*** Opening of SELECTED TEXT ***
The headline glared at me: "How to unboil an egg".
I wondered if this was possible; I was sure it violated some law of physics. Even The Scriptures tell us that things cannot be returned to their initial state once some change has happened: Isaiah 55:10 ESV "For as the rain and the snow come down from heaven and do not return there but water the earth, making it bring forth and sprout, giving seed to the sower and bread to the eater,..."
The short version of the egg story is that a group of chemists have made coagulated (cooked) egg-white turn back to a clear gelatinous substance. They have not really "unboiled the egg", but instead they have used legitimate chemical and mechanical procedures to totally reprocess the mixture. Because this takes quite a lot of energy and is in no way a spontaneous reaction (such as the initial cooking), the second law of thermodynamics is still totally intact. (This law implies that a spontaneous process will result in more disorder you need to put energy into a process if you want to create an ordered system).
*** Close of SELECTED TEXT ***
*** Opening of MATERIAL PROVIDED ***
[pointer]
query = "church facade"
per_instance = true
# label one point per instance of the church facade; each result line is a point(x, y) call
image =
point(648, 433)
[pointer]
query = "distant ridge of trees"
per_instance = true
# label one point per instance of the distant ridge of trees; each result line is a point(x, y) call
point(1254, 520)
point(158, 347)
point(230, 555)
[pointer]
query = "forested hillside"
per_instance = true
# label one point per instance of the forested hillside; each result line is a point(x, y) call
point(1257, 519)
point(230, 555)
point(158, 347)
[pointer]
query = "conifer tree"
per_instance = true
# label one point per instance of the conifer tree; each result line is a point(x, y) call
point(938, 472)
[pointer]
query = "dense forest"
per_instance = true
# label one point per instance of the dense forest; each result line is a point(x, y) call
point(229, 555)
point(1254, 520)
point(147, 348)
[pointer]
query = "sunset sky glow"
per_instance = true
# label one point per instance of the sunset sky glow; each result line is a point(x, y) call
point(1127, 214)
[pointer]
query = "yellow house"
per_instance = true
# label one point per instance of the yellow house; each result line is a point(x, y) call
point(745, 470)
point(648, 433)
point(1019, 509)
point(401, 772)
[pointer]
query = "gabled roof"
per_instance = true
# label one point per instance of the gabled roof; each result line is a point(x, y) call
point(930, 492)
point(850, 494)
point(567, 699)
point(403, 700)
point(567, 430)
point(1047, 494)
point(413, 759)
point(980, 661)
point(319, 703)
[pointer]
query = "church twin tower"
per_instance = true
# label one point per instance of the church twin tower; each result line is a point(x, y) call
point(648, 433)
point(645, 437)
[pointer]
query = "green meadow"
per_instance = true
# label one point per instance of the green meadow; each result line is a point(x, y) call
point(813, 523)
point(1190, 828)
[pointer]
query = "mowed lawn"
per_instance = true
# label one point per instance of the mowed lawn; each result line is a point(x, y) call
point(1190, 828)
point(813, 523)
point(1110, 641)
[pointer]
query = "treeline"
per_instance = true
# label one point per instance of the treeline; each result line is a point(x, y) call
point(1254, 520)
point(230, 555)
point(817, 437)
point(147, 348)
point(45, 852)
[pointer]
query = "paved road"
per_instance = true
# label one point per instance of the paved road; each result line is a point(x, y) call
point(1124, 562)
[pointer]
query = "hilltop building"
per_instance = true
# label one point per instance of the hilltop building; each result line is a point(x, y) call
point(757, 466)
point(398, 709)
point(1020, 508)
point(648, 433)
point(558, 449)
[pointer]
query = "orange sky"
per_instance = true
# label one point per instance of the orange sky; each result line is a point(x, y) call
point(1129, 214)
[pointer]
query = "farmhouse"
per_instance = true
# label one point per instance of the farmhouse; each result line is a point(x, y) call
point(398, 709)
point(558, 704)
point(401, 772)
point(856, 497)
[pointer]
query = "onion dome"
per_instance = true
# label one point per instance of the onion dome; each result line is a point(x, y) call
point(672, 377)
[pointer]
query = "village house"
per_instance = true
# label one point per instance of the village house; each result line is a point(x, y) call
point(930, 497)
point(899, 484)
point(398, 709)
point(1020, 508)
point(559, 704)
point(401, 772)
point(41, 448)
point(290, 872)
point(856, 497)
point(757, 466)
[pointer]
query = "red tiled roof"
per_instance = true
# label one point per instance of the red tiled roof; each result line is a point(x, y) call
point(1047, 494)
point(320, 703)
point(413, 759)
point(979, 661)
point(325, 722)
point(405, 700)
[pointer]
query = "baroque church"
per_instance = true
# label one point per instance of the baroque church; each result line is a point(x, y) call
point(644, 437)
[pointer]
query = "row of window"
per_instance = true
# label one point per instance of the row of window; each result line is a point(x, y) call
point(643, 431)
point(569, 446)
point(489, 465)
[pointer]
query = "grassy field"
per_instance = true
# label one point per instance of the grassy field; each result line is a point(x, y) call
*** Close of MATERIAL PROVIDED ***
ACTIVITY 1: Reproduce word for word the passage of the egg-unboiling piece that opens with the words "The short version" and closes with "an ordered system).".
ACTIVITY 2: Write what comes next in the egg-unboiling piece, starting after its last sentence.
The records have no connection to the egg-unboiling piece.

EXPECTED ANSWER 1:
The short version of the egg story is that a group of chemists have made coagulated (cooked) egg-white turn back to a clear gelatinous substance. They have not really "unboiled the egg", but instead they have used legitimate chemical and mechanical procedures to totally reprocess the mixture. Because this takes quite a lot of energy and is in no way a spontaneous reaction (such as the initial cooking), the second law of thermodynamics is still totally intact. (This law implies that a spontaneous process will result in more disorder you need to put energy into a process if you want to create an ordered system).

EXPECTED ANSWER 2:
The chemists have done the equivalent of putting a deck of cards back into organised suits after the cards have been shuffled. It does not happen spontaneously, but you can make it happen by putting in some degree of effort to re-sort them by hand. You are not really "unshuffling" the cards, you are doing a new and legitimate process to make them into an ordered state again.
The nature of raw and cooked egg-whites.
WARNING - some science terminology in this section.
It is the 10% of proteins in an egg white that are responsible for its uncooked guey, jelly-like nature. The rest is mostly water. This particular protein solution provides protection for the growing embryo in the yolk, and extra nutrition for it as it grows.
Proteins in nature come in a wide variety of forms, with a huge array of functions. There are 20 amino acids that are connected in a specific way in long chains to make proteins, but each functional protein has a different combination of these building blocks, and a different length. Depending on the chemical properties of those amino acids, some proteins will naturally fold up or scrunch up in different ways – for example muscle proteins have a totally different structure from the digestive enzymes (also proteins) in your stomach, and these are different again from those in the egg white.
If any protein in a living organism becomes "mis-folded" or "unfolded" from its natural state, then that protein will not function properly. This is what probably happens in Alzheimer's disease (and some other medical conditions).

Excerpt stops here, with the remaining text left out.